EXERCISE DIRECTIONS - Quote every row below verbatim, leaving each line unchanged.

Entries for locating named things
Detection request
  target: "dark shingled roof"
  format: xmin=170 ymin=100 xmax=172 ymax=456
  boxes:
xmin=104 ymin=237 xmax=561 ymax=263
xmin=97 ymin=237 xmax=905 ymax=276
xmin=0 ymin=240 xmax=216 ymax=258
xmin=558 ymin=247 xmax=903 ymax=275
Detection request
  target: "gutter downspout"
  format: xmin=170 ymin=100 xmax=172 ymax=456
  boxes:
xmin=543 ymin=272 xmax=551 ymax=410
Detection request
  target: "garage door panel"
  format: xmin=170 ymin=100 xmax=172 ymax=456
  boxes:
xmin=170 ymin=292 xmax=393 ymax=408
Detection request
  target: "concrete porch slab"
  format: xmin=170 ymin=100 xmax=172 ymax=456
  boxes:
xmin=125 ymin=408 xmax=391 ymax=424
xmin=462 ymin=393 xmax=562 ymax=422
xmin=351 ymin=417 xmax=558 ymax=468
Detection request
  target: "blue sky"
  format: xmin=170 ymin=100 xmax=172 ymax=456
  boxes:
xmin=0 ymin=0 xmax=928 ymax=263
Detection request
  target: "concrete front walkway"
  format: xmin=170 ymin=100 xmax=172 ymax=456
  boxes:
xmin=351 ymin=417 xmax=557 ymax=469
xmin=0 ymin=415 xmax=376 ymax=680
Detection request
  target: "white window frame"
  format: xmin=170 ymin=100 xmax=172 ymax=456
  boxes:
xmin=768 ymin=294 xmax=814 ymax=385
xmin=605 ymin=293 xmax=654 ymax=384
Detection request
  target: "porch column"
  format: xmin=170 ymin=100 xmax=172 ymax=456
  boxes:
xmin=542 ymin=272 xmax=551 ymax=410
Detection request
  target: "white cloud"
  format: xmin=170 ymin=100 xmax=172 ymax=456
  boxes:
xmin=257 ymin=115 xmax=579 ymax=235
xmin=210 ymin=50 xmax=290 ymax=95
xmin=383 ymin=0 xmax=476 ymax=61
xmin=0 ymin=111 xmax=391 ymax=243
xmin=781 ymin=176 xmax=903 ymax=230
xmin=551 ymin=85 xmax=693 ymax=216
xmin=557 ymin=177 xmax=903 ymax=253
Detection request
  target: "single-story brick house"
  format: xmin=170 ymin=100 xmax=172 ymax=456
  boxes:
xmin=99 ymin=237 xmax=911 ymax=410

EXERCISE ANSWER -
Detection request
  target: "dark shingled roof"
  format: xmin=170 ymin=100 xmax=172 ymax=456
  boxes:
xmin=104 ymin=237 xmax=561 ymax=263
xmin=97 ymin=237 xmax=905 ymax=276
xmin=0 ymin=240 xmax=216 ymax=258
xmin=558 ymin=247 xmax=903 ymax=275
Detection request
  target: "gutter downspout"
  format: xmin=170 ymin=100 xmax=172 ymax=456
  boxes:
xmin=543 ymin=272 xmax=551 ymax=410
Detection request
  target: "garage door panel"
  format: xmin=170 ymin=100 xmax=172 ymax=456
  boxes:
xmin=170 ymin=292 xmax=393 ymax=408
Detection request
  target: "concrete porch slab"
  format: xmin=170 ymin=100 xmax=172 ymax=456
  boxes:
xmin=125 ymin=408 xmax=391 ymax=424
xmin=462 ymin=393 xmax=562 ymax=422
xmin=351 ymin=417 xmax=558 ymax=468
Detection request
  target: "blue sky"
  format: xmin=170 ymin=100 xmax=172 ymax=456
  boxes:
xmin=0 ymin=0 xmax=928 ymax=263
Detection request
  target: "concrete front walkway"
  format: xmin=170 ymin=100 xmax=172 ymax=456
  boxes:
xmin=351 ymin=417 xmax=557 ymax=469
xmin=0 ymin=415 xmax=376 ymax=680
Detection request
  target: "white window frame"
  format: xmin=170 ymin=100 xmax=172 ymax=456
  boxes:
xmin=768 ymin=294 xmax=814 ymax=385
xmin=605 ymin=293 xmax=654 ymax=384
Detection request
  target: "porch column"
  format: xmin=170 ymin=100 xmax=172 ymax=456
  boxes:
xmin=542 ymin=272 xmax=551 ymax=410
Detection request
  target: "white cloud"
  format: xmin=170 ymin=100 xmax=172 ymax=456
  boxes:
xmin=257 ymin=115 xmax=579 ymax=235
xmin=210 ymin=50 xmax=290 ymax=95
xmin=383 ymin=0 xmax=476 ymax=61
xmin=0 ymin=111 xmax=391 ymax=243
xmin=781 ymin=176 xmax=903 ymax=230
xmin=551 ymin=85 xmax=693 ymax=216
xmin=557 ymin=177 xmax=903 ymax=253
Detection request
  target: "single-story brick house"
  format: xmin=170 ymin=100 xmax=172 ymax=456
  boxes:
xmin=99 ymin=237 xmax=911 ymax=410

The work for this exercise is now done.